▶ **RECORD LIST**

────

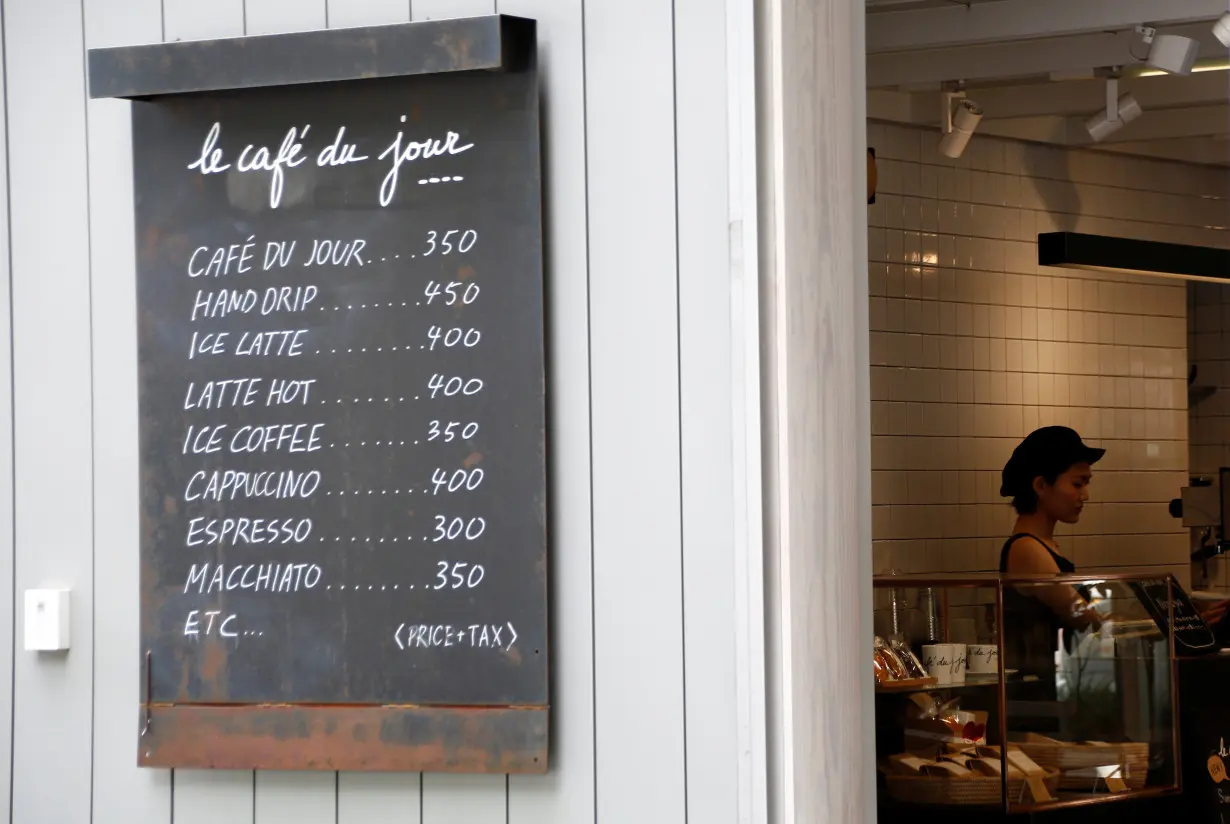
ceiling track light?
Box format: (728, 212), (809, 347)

────

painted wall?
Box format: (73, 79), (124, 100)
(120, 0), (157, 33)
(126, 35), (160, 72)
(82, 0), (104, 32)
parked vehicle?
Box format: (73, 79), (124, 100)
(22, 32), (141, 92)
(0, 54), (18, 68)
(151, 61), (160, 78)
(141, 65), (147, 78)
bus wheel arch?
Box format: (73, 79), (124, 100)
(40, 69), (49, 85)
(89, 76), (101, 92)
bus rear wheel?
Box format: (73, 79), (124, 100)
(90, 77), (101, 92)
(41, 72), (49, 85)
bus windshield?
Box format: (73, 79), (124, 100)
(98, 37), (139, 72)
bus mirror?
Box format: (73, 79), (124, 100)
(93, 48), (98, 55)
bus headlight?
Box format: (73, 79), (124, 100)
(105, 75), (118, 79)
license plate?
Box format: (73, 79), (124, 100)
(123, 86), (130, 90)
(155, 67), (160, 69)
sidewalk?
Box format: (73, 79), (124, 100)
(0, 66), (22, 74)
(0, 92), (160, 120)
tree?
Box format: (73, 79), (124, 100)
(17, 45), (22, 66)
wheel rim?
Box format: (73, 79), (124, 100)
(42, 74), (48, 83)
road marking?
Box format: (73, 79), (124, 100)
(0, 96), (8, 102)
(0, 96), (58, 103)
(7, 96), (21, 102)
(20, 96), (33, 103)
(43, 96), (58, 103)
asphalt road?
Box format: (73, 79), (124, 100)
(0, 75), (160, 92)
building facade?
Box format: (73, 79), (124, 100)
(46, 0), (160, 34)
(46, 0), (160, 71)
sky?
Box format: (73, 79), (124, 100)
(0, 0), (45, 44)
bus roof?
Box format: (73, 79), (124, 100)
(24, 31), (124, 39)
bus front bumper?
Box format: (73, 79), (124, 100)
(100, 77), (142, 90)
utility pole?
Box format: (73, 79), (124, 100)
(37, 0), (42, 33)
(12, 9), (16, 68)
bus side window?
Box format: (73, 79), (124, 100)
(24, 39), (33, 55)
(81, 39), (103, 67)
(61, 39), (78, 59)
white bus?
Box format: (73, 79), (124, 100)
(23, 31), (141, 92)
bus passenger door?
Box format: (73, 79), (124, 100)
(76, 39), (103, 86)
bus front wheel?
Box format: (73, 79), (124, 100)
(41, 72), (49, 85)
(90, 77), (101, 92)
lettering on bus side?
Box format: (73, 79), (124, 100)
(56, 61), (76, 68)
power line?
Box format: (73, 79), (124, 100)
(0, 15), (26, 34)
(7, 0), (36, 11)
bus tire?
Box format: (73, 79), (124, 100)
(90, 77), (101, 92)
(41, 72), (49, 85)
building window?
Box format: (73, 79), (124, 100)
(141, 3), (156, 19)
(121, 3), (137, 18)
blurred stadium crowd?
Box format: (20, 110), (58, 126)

────

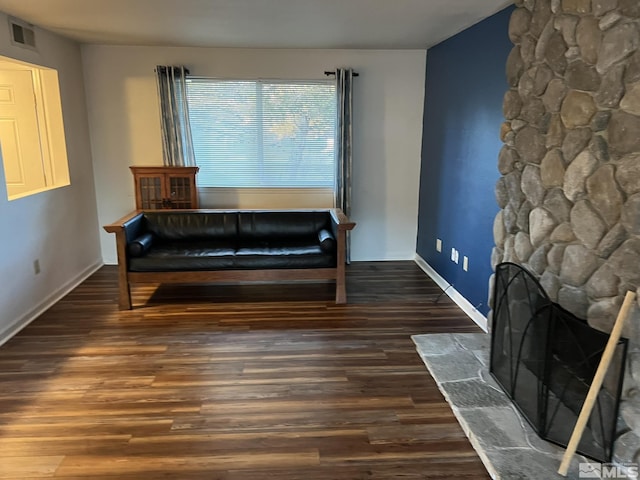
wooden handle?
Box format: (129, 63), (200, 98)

────

▶ **WHAT IS EXPECTED**
State how many lines in the entries above contain the word "wheel", counting only matches in the same case. Give the number alone.

▶ **COMPLETED TASK**
4